**Task requirements:** Copy the items below word for word, but leave out the pictures.

━━━━━ Material provided

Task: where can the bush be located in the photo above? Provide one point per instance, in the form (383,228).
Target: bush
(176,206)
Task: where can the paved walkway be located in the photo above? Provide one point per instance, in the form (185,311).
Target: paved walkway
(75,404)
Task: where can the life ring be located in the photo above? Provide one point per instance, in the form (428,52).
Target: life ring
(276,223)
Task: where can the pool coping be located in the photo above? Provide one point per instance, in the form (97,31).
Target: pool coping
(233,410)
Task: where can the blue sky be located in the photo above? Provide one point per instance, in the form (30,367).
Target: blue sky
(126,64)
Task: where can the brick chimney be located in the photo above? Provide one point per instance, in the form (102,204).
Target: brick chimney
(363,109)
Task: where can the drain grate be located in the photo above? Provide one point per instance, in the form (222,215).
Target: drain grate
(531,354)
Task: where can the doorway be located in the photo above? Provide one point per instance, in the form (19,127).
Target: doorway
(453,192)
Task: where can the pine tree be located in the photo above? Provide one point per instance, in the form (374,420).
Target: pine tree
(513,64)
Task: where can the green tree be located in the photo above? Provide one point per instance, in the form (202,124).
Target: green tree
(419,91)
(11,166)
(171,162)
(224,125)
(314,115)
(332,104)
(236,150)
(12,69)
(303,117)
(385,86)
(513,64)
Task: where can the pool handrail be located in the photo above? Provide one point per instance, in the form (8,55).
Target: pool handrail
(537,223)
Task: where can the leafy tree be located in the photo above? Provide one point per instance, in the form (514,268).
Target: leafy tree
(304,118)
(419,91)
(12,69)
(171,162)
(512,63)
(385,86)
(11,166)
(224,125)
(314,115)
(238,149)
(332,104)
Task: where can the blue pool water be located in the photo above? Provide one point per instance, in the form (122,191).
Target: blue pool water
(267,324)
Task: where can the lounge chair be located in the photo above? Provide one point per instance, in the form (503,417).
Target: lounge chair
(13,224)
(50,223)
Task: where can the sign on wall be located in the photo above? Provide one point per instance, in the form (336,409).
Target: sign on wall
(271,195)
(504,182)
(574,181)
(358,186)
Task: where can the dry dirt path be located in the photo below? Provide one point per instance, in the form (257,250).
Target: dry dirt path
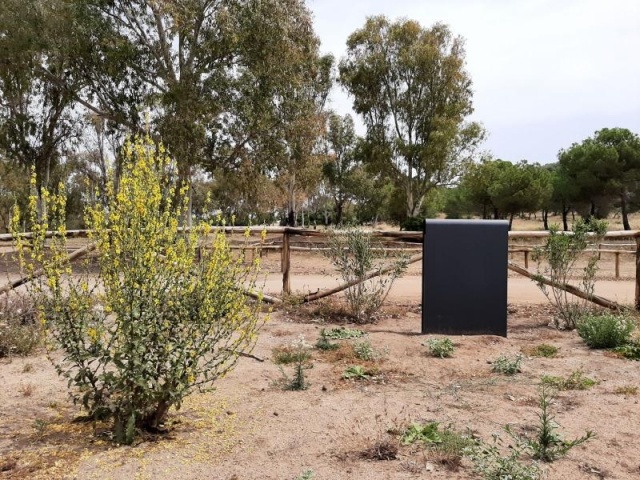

━━━━━━━━━━

**Exercise output:**
Task: where can the bush be located in the photo above? Provide one point per instance, in the form (383,228).
Target: bush
(176,206)
Task: where can the paved walkway be located in the photo above? Provide one point per instance, in the form (185,311).
Target: paved walkway
(75,404)
Task: where can the life ring be located in the photo above? Provide one point per instance, in the form (428,52).
Target: life ring
(276,223)
Task: where can the pool coping be located in the photo above? Provide one point per instance, in the form (97,31).
Target: pool coping
(233,410)
Task: where can the blue sky be located in the photo above? Provide one point per instance, in the form (30,367).
Target: blue sky
(126,64)
Task: where can the brick chimney be located in the photo above? Provide one point per instance, in the form (102,204).
Target: brick chimney
(363,109)
Task: where can the drain grate be located in the photo above? Provide one point per instance, in the form (222,215).
Target: drain grate
(531,354)
Task: where can the doorway be located in the photo above? Provide one point per instance, in the form (19,127).
Target: doorway
(453,192)
Task: where can the pine tree be located in the photo above? Provide one point per instance, in the form (374,420).
Target: pine tree
(513,64)
Task: where can the green tree be located in the photo above? Provide one point per instance, in the form (202,124).
Target: green tree
(419,91)
(11,166)
(171,162)
(224,125)
(314,115)
(332,104)
(236,150)
(12,69)
(303,117)
(385,86)
(513,64)
Task: where can the pool handrail be located in the photo above? Provide one point per instance, in the form (8,55).
Target: pool handrail
(537,223)
Task: where can the leafy tree be located in the photo above? Provide one point per instance, in the form (514,268).
Target: leafy tree
(304,118)
(419,91)
(12,69)
(171,162)
(512,63)
(385,86)
(11,166)
(224,125)
(314,115)
(238,149)
(332,104)
Task: where can the blue pool water be located in the photo above? Provide one point per instance, in the form (122,191).
Target: blue pool water
(267,324)
Task: where can the lounge chair be located in the photo above? Provide one point per instance, in the form (503,417).
Target: lounge chair
(13,224)
(50,223)
Task: where can the sign on wall be located in the photo above? Provide one point per instance, in the form (336,409).
Target: sign on wall
(271,195)
(504,182)
(574,181)
(358,186)
Task: where can the dry dirt path be located in the photo below? Provide one point per instance, in the form (257,250).
Target: dry dirt path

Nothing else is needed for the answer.